Copy the lines of the listing verbatim, starting at the line that contains "--target white door frame" and ending at the last line of the listing.

─── THE RECORDS

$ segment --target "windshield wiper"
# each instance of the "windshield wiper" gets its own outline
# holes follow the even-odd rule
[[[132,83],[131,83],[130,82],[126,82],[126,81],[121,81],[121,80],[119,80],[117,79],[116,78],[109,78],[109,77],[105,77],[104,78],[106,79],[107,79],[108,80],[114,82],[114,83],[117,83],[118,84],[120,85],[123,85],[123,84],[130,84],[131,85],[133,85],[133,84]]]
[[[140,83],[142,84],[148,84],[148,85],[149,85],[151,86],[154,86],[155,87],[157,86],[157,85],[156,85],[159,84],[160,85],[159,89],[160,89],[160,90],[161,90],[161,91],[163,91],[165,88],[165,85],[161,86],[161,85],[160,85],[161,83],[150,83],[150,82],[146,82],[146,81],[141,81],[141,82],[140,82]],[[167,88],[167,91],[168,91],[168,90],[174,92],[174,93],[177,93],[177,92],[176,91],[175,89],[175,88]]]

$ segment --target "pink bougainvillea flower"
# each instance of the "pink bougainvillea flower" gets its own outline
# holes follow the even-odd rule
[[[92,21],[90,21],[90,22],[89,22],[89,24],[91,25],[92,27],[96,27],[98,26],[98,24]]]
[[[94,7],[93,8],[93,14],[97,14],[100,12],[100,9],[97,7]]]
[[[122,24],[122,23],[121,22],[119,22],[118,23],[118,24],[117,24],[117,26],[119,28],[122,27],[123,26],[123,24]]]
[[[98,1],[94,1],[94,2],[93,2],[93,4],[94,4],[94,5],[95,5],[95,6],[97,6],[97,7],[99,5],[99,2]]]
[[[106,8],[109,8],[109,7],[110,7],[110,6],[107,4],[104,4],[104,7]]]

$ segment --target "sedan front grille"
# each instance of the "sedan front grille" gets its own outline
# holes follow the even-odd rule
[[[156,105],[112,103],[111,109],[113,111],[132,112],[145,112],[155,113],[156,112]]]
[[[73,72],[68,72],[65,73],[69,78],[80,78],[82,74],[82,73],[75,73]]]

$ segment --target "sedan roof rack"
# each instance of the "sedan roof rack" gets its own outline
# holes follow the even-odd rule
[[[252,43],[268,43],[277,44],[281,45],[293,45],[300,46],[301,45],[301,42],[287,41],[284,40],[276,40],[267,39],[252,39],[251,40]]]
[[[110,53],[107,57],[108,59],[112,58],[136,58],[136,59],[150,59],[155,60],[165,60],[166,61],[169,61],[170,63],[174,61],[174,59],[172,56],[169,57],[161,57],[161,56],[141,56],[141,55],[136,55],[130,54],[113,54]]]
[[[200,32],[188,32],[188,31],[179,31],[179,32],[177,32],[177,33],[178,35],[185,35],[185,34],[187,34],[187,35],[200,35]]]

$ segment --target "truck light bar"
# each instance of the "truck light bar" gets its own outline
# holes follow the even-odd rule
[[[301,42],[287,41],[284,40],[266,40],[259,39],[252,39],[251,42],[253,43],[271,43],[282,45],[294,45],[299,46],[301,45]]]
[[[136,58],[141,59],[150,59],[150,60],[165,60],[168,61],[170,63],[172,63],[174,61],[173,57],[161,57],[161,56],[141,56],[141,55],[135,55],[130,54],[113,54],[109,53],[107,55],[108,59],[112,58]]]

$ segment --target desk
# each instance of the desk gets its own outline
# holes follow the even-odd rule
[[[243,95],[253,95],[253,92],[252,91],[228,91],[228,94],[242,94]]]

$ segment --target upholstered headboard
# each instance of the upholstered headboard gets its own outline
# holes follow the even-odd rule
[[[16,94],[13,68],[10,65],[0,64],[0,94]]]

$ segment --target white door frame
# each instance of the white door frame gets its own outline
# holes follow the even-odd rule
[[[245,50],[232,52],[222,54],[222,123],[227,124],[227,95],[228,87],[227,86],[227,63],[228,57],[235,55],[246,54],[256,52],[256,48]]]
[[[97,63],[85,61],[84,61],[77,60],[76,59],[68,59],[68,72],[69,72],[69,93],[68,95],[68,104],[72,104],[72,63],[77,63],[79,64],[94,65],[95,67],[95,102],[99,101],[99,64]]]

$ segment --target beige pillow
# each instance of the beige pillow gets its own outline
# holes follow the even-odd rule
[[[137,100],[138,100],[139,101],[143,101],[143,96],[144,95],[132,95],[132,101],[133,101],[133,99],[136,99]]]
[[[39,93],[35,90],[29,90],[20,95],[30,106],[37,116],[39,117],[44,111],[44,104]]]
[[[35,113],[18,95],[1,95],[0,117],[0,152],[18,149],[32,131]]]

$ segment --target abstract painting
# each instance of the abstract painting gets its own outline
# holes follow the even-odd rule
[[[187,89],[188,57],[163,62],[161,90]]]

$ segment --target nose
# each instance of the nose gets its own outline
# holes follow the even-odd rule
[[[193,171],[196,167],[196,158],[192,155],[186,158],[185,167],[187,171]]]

──────

• ANSWER FOR THIS EXERCISE
$ segment --target white door frame
# each instance of the white door frame gets its own outline
# holes follow the even-odd rule
[[[245,50],[232,52],[222,54],[222,123],[227,124],[227,95],[228,87],[227,86],[227,63],[228,57],[235,55],[246,54],[256,52],[256,48]]]
[[[97,63],[85,61],[84,61],[77,60],[76,59],[68,59],[68,72],[69,72],[69,93],[68,95],[68,104],[72,104],[72,63],[77,63],[79,64],[94,65],[95,67],[95,102],[99,101],[99,64]]]

$ segment --target beige pillow
# each instance of the beige pillow gets its own outline
# holes follow the even-odd rule
[[[137,100],[138,100],[139,101],[143,101],[143,96],[144,95],[132,95],[132,101],[133,101],[133,99],[136,99]]]
[[[39,93],[35,90],[29,90],[20,95],[30,106],[37,116],[39,117],[44,111],[44,104]]]
[[[35,113],[18,95],[1,95],[0,117],[0,152],[18,149],[32,131]]]

$ segment --target abstract painting
# each instance of the abstract painting gets its own outline
# holes follow the even-odd rule
[[[187,89],[188,57],[163,62],[161,90]]]

$ segment --target nose
# each instance of the nose gets its own outline
# holes follow the even-odd rule
[[[193,171],[196,167],[196,158],[192,155],[186,158],[185,167],[187,171]]]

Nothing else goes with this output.